■ TRAVAIL DEMANDÉ
• 1. Reproduisez fidèlement le passage de l'extrait sur le coût socio-cognitif des phrases, de « 3-2-Le coût socio-cognitif » à « le groupe 8B. ».
• 2. D'après l'extrait sur le coût socio-cognitif des phrases, combien de tours de parole le groupe 4A a-t-il consacrés à la phrase (11) ?

■ EXTRAIT FOURNI
============

3-2-Le coût socio-cognitif des phrases :

Nous nous proposons de faire une étude quantitative des interactions orales de certains groupes d’étudiants en calculant le coût de chaque phrase produite, aboutissant ainsi par la suite à l’analyse des phrases les plus coûteuses en les comparant à celles qui le sont moins tout en tentant de déceler les raisons qui ont amené à un tel résultat.

Dans leur rédaction collaborative, les étudiants sont enclins à négocier plusieurs de leurs formulations afin d’aboutir à un consensus mutuel pouvant les conforter dans leur volonté d’arriver à réaliser les objectifs qu’ils se sont fixés au début de leur participation collective à ce travail scriptural.

Pour traiter du coût socio-cognitif des phrases, nous avons choisi les oralisations de deux binômes à savoir le groupe 4A et le groupe 8B.

Toutefois, nous devons signaler que nous avons focalisé notre attention sur les verbalisations effectuées par les interlocuteurs au moment où ils entament l’inscription définitive du texte ne faisant pas introduire, de ce fait, les textes intermédiaires dans notre analyse ci-après.

Nous tenons à préciser, aussi, que nous nous sommes basées, dans la délimitation des différentes phrases, sur la ponctuation utilisée par les scripteurs (le point étant considéré comme un point de repère indiquant la fin d’une phrase et le commencement d’une autre).

Les phrases les plus coûteuses pour le groupe 4A sont la phrase (11) à laquelle il a consacré 55 tours de parole et viennent après la phrase (20) qui a demandé 19 tours de parole, la phrase (10) avec 17 tours de parole et la phrase (21) avec 14 TP. Celles qui ont été les moins coûteuses pour ces étudiants sont la deuxième phrase avec seulement 1 TP ainsi que la quatrième phrase, la cinquième phrase et la phrase (23), avec également 1 TP. La phrase (16) a demandé 2 TP alors que les phrases (9) et (22) en ont demandé 3. Nous notons, au premier abord, que l’écart est assez considérable entre les tours de parole consacrés à la phrase (11) et ceux consacrés respectivement aux phrases (2), (4), (5) et (23).

============

■ Enregistrements figurant dans un jeu de données
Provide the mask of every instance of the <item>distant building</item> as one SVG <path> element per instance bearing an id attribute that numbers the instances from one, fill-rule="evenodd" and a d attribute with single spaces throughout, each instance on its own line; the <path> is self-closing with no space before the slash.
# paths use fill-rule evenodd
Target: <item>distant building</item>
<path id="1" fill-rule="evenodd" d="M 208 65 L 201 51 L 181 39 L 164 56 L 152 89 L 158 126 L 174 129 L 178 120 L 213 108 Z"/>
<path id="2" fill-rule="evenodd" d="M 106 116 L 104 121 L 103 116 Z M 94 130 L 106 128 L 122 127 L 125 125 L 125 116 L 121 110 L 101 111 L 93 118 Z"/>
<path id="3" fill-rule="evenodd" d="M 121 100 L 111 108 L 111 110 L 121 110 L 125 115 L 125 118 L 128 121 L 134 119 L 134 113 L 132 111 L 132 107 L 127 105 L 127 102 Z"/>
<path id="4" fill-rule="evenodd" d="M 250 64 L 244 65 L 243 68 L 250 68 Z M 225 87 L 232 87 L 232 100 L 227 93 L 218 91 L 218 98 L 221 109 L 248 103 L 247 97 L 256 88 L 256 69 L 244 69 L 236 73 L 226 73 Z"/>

============

■ RÉPONSES PAR CONSIGNE
• 1.
3-2-Le coût socio-cognitif des phrases :

Nous nous proposons de faire une étude quantitative des interactions orales de certains groupes d’étudiants en calculant le coût de chaque phrase produite, aboutissant ainsi par la suite à l’analyse des phrases les plus coûteuses en les comparant à celles qui le sont moins tout en tentant de déceler les raisons qui ont amené à un tel résultat.

Dans leur rédaction collaborative, les étudiants sont enclins à négocier plusieurs de leurs formulations afin d’aboutir à un consensus mutuel pouvant les conforter dans leur volonté d’arriver à réaliser les objectifs qu’ils se sont fixés au début de leur participation collective à ce travail scriptural.

Pour traiter du coût socio-cognitif des phrases, nous avons choisi les oralisations de deux binômes à savoir le groupe 4A et le groupe 8B.

• 2. 55 tours de parole.